Print the data exactly, leaving nothing out.

-- BEGIN The data --

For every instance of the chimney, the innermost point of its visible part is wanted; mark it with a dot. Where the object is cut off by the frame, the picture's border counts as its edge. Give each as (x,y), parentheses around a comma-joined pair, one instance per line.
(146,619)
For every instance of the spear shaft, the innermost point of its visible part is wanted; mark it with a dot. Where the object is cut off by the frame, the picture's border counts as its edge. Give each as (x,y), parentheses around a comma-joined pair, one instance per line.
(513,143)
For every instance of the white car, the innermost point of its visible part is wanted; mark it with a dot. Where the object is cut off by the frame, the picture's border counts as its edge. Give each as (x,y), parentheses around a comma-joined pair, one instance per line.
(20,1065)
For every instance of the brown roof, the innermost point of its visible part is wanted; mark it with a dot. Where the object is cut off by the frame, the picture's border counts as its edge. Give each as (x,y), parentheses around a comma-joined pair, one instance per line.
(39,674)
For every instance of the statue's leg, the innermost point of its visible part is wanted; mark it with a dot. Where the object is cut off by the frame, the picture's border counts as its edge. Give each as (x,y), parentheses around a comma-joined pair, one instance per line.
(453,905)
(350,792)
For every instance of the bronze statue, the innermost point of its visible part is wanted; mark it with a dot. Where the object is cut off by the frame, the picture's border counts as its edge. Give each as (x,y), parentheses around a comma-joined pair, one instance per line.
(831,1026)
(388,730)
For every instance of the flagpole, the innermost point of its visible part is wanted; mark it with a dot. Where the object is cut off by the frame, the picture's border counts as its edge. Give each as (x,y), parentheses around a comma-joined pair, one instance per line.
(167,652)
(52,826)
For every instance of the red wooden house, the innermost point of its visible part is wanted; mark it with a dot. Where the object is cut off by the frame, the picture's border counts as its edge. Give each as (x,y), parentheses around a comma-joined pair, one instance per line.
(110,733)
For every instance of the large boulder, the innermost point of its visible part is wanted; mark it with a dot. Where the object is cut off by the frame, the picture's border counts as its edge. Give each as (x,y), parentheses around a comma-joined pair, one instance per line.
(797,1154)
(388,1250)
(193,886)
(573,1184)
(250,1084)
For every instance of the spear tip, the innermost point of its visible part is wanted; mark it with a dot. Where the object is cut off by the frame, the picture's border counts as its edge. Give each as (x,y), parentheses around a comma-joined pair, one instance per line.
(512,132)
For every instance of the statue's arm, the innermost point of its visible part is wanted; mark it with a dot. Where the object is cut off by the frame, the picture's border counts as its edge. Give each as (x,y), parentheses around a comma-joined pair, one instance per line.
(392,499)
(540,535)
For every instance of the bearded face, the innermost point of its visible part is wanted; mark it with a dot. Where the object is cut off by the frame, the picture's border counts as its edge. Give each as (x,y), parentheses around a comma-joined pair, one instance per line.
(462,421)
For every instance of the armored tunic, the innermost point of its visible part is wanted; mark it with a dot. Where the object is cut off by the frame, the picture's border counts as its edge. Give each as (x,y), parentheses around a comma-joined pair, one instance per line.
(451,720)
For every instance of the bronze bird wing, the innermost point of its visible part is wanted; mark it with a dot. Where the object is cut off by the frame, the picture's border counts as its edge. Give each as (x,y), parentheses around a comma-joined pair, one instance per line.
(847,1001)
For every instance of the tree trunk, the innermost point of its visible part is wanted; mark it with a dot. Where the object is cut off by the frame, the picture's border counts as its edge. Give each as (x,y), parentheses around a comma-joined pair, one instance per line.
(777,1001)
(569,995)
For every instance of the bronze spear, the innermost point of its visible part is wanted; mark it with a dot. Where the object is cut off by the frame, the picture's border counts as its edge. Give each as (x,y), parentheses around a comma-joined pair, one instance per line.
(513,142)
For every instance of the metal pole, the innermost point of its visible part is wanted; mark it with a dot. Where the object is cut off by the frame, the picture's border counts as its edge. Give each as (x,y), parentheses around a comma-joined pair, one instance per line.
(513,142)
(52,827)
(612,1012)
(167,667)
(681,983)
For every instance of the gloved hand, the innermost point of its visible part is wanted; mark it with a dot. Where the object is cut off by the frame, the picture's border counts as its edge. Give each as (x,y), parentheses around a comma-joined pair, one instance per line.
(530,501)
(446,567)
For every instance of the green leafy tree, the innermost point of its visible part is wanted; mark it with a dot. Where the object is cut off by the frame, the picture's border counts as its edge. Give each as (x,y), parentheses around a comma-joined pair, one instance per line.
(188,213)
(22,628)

-- END The data --

> _Full response_
For every instance of the chimney, the innermost point of its visible part is wanted; mark it with a dot. Where the object is cut off by the frame, the picture's border counts as its edge. Give each as (x,y), parentheses around a comma-joined pair, one instance per line.
(146,619)
For every instance of the spear shaft, the innermost point of its visible part is wanted; mark it with a dot. Where the object is cut off by the frame, the picture's border counts as its edge. Give each as (x,y), parentheses around a comma-joined pair, one instance per line.
(513,143)
For every instance of the white car, the innermost point of its visible part is wanted; mark it with a dot. Where the object is cut off by the frame, the picture's border counts as its edge. Give each as (x,y), parentheses around a comma-joined pair, one instance per line.
(20,1065)
For every instance of the brown roof, the innermost point of its visible part is wanted; mark it with a dot. Where the object is cut off by the frame, the picture's border counts as its edge. Give each as (x,y), parentheses around a comma-joined pair, one instance per line.
(39,674)
For every instance of the statue's leg, the innermost point of its visible part is wanted; mark it with a dot. Where the object is cut off by the frame, the picture's border counts as its edge. Give each as (x,y), parentheses around a comma-joined pair, one instance per line.
(453,905)
(350,792)
For every instance of the bronze statue, the innermost point of its visible part is wanted; mark it with a dot. Where the object is cut off by the frame, the picture's border counts as its edge. Give each as (x,y), parentheses around a comma-joined pair, one instance per line.
(831,1026)
(388,730)
For every instance of the flagpole, the innermost point of its visible part is wanted; mark it with a dot. Where the object is cut off by the frame, the picture's border counts as its edge. Give each as (x,y), parentheses around a comma-joined pair, one instance per line.
(167,652)
(52,826)
For every instance of the red wooden house, the innermost point of its visible part is wanted; mark it with a dot. Where the object is cut off by the frame, the picture's border counts as its edge. Give each as (x,y), parentheses around a comma-joined pair, one instance per line.
(110,733)
For every instance of the large boulder, the innermost point of its visible part is wanted; mark it with a dot. Where the object is cut off by the frame, the picture's border counts as its edge. Give each as (x,y), parentheses around a comma-joined pair, one instance per line.
(797,1154)
(388,1250)
(193,886)
(573,1184)
(250,1084)
For every instance of the spear tip, the innermost point of its visible part is wanted; mark it with a dot. Where the object is cut off by the frame, the picture's border counts as its edge. Give each as (x,y), parentheses around a comma-joined pair, one instance per line.
(512,132)
For every instance of the statue's arm, the innermost point of its visible part is wanted; mark it with a dot. Where the object is cut off by the frame, the picture's border counts as its edge. Give each as (x,y), parentheses around a comma-joined pair, one instance per line.
(392,499)
(540,535)
For every instance of the bearded face, the innermost point of its visible part is wanted; mark it with a dot. Where the object is cut off by the frame, the picture's border counts as its edge. Give each as (x,y), parentheses around a comma-joined pair, one instance per line.
(462,421)
For every instance of the armored tunic, the innermost point of its visible part is wanted; mark it with a dot. Where the object is cut off by the frame, the picture's border counts as its edge. Give each as (x,y), parentheses around a comma-joined pair, one instance per line.
(451,720)
For every instance of the bronze bird wing, the innermost point of its visible part is wanted; mark it with a dot. Where the object is cut off by the frame, the picture's border counts as its edge. Give each as (x,y), parentheses around a comma-joined pair, one instance per line.
(847,1001)
For every instance of the tree trunk, the innermost point of its visible part is wanted; mark it with a dot. Where the object is cut off by the frame, the picture's border counts as its edge. Give each as (x,y), parentheses around a comma-joined pair, one instance per line.
(777,1001)
(569,995)
For every instance of the bronze spear, the innermost point of its visible part is wanted; mark it with a dot. Where the object is cut off by the frame, the picture's border counts as its edge. Give each as (x,y), parentheses around a comma-joined pair, one instance per line.
(513,142)
For every instance of the metal pole, the innermost point of its visible part is wanted; mark it with a dot. Where the object is cut off by the frame, the picture's border counts as its edge. Give each as (x,y), parentheses around a comma-joined pair, one instance per line.
(513,142)
(52,827)
(612,1012)
(167,667)
(681,983)
For every instance of the gloved hand, the innermost point of its visible part is wanted; mark it with a dot. Where the object is cut off by the frame, the picture's border counts as its edge. Give each as (x,y), parentheses around a comma-joined pair, one instance per line.
(530,501)
(446,567)
For every instance of the green leafy tree, the innermost point of its visible part is wanted; mark it with a dot. Where the object is cut off by the frame, the picture's border counts as its edge. Give each as (x,y), parentheses around a comma-joined pair, one instance per line.
(188,213)
(22,628)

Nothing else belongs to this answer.